== Document passage ==

May 13, 2013, Op-Ed News

By Tim Anderson

“The claim that armed opposition to the government has begun only recently is a complete lie.   The killings of soldiers, police and civilians, often in the most brutal circumstances, have been going on virtually since the beginning.’ — Professor Jeremy Salt, October 2011 (Ankara)

There is no doubt that there was popular agitation in Syria in early 2011, after the events in Egypt and Tunisia. There were anti-government and pro-government demonstrations, and a genuine political reform debate. However the serious violence that erupted in March 2011 has been systematically misreported, in line with yet another US-NATO ‘regime change’ agenda.

For many months the big powers and the corporate media pretended that armed opposition in Syria did not exist at all. All violence was government forces against “peaceful protestors’. In the words of the US-based Human Rights Watch (strongly linked to the US Council on Foreign Relations), “protestors only used violence against the security forces ” in response to killings by the security forces or ” as a last resort’. This was a dreadful deceit. Washington and its allies (Saudi Arabia, Qatar, Turkey and some elements in Lebanon) were sponsoring armed attacks within Syria from the very beginning.

== Dataset entries ==

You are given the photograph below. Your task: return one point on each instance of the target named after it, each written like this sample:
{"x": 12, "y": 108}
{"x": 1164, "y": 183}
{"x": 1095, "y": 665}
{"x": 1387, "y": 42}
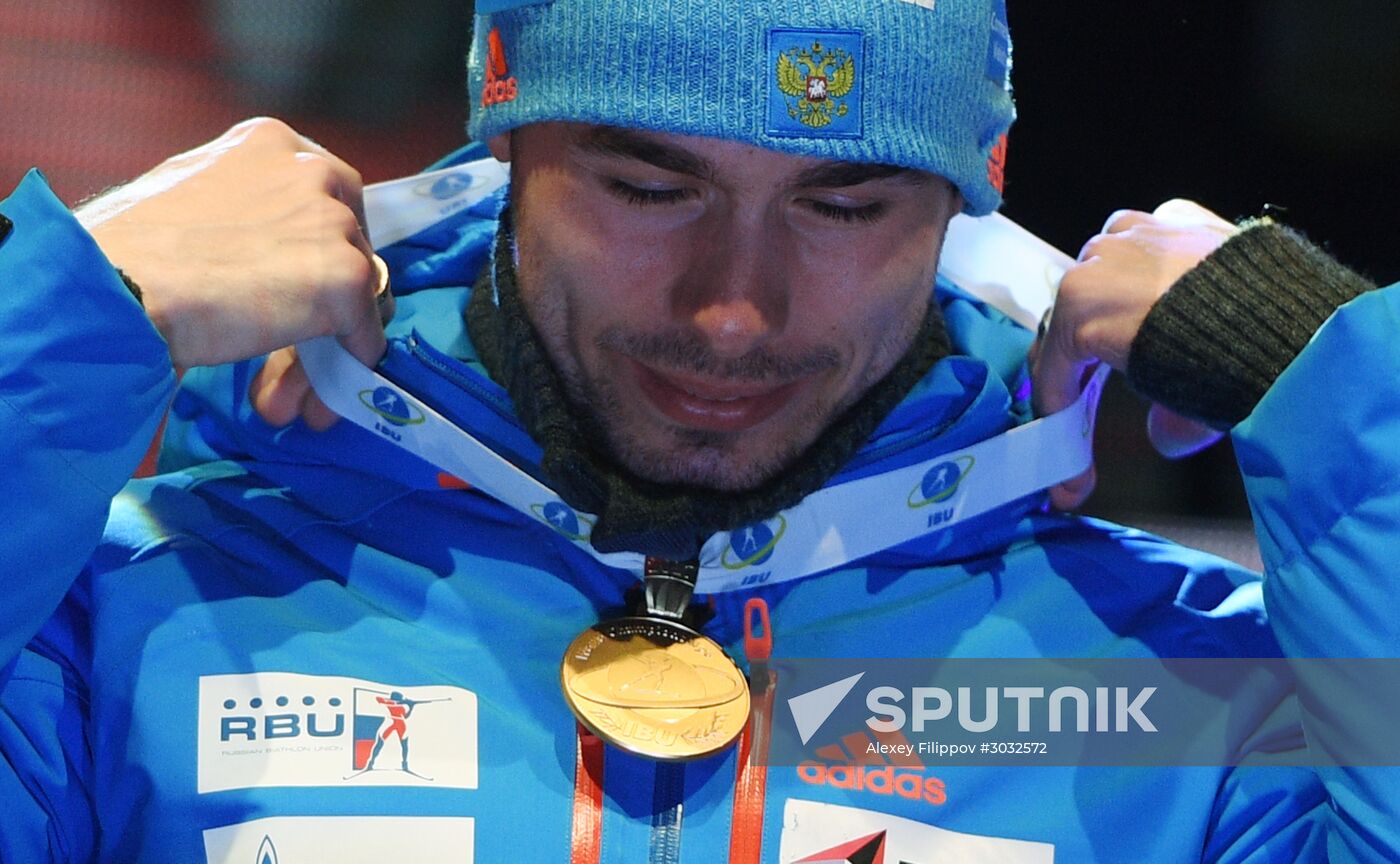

== Goal ==
Can you restate the Syria op-ed, starting at "There is no" and ending at "US-NATO ‘regime change’ agenda.", with "agitation" changed to "unrest"?

== The result ==
There is no doubt that there was popular unrest in Syria in early 2011, after the events in Egypt and Tunisia. There were anti-government and pro-government demonstrations, and a genuine political reform debate. However the serious violence that erupted in March 2011 has been systematically misreported, in line with yet another US-NATO ‘regime change’ agenda.